- _Source document_:
The drive focuses on 12,000 zero-dose children and refusal hotspots. Morning assemblies motivate staff. Deputy commissioners enforce a zero-tolerance policy for absenteeism or data falsification. Community influencers join outreach. Mass media broadcasts reminders. Chief Minister Shah directed full focus. “Morning assemblies must be strong, frontline workers motivated, and every child reached during campaign days, not in extended catch-ups,” he said. Sindh’s infrastructure stands out as the strongest nationally, according to EOC data. Yet coverage lags in high-risk zones.
Prior rounds vaccinated 4.6 million in Sindh during November 2025. National totals topped 13.6 million children. Punjab led with 4.1 million, followed by Khyber Pakhtunkhwa at 3.1 million. Balochistan reached 1.2 million. The effort targets 19.4 million in 90 high-risk districts country-wide.

- _Entries supplied_:
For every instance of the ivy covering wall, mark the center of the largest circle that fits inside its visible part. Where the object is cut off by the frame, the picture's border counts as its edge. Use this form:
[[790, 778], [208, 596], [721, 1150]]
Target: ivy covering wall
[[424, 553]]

...

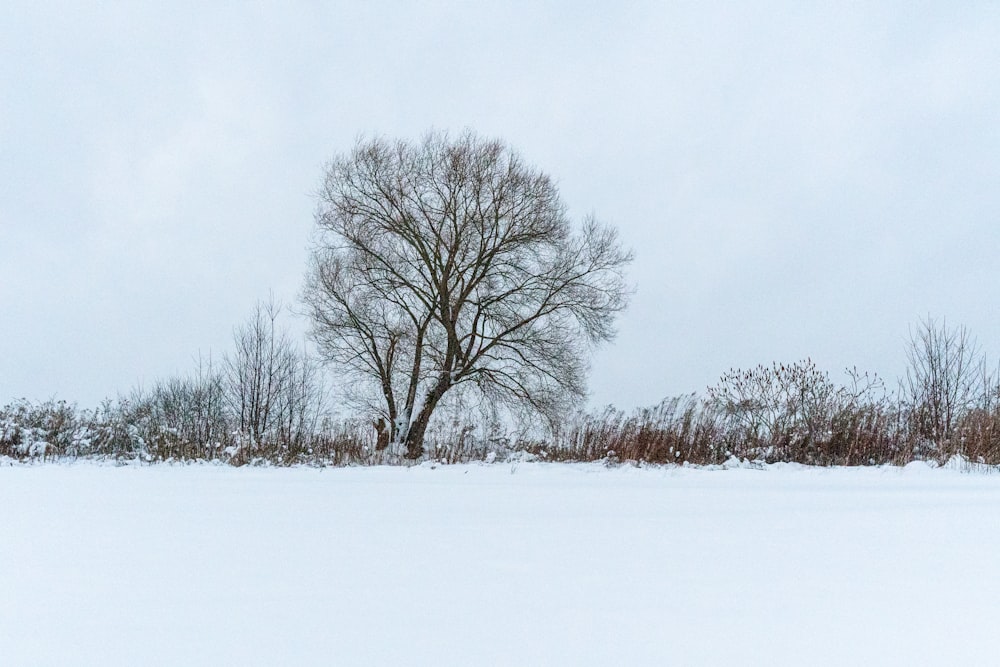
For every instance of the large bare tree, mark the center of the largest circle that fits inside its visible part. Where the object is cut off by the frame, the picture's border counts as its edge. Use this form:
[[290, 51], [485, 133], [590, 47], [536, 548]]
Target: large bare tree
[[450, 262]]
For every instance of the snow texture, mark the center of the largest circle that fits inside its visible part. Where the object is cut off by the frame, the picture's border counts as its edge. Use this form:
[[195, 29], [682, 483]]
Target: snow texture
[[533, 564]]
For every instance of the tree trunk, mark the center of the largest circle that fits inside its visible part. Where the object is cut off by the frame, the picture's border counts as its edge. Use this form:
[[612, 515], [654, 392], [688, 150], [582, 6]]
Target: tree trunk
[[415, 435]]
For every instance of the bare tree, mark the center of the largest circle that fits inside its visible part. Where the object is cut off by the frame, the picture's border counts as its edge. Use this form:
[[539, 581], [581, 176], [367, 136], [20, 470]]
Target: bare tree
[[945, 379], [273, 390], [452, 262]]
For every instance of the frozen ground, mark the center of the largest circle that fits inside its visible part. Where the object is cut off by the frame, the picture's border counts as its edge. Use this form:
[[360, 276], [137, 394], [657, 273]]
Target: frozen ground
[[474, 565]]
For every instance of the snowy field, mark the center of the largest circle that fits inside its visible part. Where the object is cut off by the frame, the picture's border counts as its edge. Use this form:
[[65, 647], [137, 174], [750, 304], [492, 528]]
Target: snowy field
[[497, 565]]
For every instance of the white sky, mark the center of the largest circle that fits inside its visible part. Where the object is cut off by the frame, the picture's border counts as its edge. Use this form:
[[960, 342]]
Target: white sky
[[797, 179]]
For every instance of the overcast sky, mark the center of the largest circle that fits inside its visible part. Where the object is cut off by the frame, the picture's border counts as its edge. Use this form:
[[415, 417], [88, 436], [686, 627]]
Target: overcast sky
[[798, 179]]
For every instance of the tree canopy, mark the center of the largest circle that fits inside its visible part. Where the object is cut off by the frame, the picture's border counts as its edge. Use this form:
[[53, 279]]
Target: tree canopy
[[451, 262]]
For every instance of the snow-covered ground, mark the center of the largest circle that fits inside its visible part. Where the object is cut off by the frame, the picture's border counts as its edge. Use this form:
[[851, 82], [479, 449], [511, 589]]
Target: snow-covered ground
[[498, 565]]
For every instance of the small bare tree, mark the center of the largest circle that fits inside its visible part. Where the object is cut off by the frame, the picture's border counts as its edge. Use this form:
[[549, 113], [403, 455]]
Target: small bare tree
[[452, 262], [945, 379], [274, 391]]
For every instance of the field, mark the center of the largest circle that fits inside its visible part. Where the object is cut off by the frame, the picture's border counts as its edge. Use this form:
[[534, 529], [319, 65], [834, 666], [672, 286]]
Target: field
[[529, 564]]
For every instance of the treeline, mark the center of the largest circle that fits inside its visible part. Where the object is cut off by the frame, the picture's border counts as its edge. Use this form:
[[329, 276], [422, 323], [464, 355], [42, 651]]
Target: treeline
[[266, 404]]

- _Aim of the exercise_: Carry the article on the child vaccination campaign in Sindh forward from its final sentence.

- _Exercise answer_:
Polio Cases Sindh Pakistan: Nine Infections Detailed
Polio cases in Sindh, Pakistan, totaled nine in 2025. Badin reports three, Thatta two. Single cases emerge from Hyderabad, Qambar, Larkana, and Umerkot. Karachi’s East district logs the latest from the Gujro area.
Nationally, Pakistan counts 29 cases. Khyber Pakhtunkhwa holds 18. Punjab and Gilgit-Baltistan each have one. The surge follows 74 cases in 2024, up from six in 2023. Affected children range from months to years old, many of whom are unvaccinated. Virus genetics link strains to southern reservoirs. Paralysis strikes without cure. Routine doses build immunity. Supplementary oral polio vaccine fills gaps.
EOC officials call the rise unprecedented. Transmission hits 21 union councils. Early detection through acute flaccid paralysis surveillance facilitates a timely response. Non-polio rates hold at 11.6 per 100,000 children under 15.
Sindh Poliovirus Environmental Samples: 75% Positivity Rate
Sindh poliovirus environmental samples alarm with over 75 per cent positivity since mid-2025. November tests show 10 of 12 Karachi sites are positive. Other divisions yield 11 of 17. Sewage tracks a silent spread.
Nationally, 275 positive samples have been reported so far in 2025, compared to 741 for all of 2024. Pakistan has tested 942 samples year-to-date, with 22 percent positive. Circulation spans all provinces, with the heaviest in South Khyber Pakhtunkhwa. Karachi emerges as a hotspot despite not reporting any new cases this year. Environmental signals demand action. WHO notes ongoing detections despite drives.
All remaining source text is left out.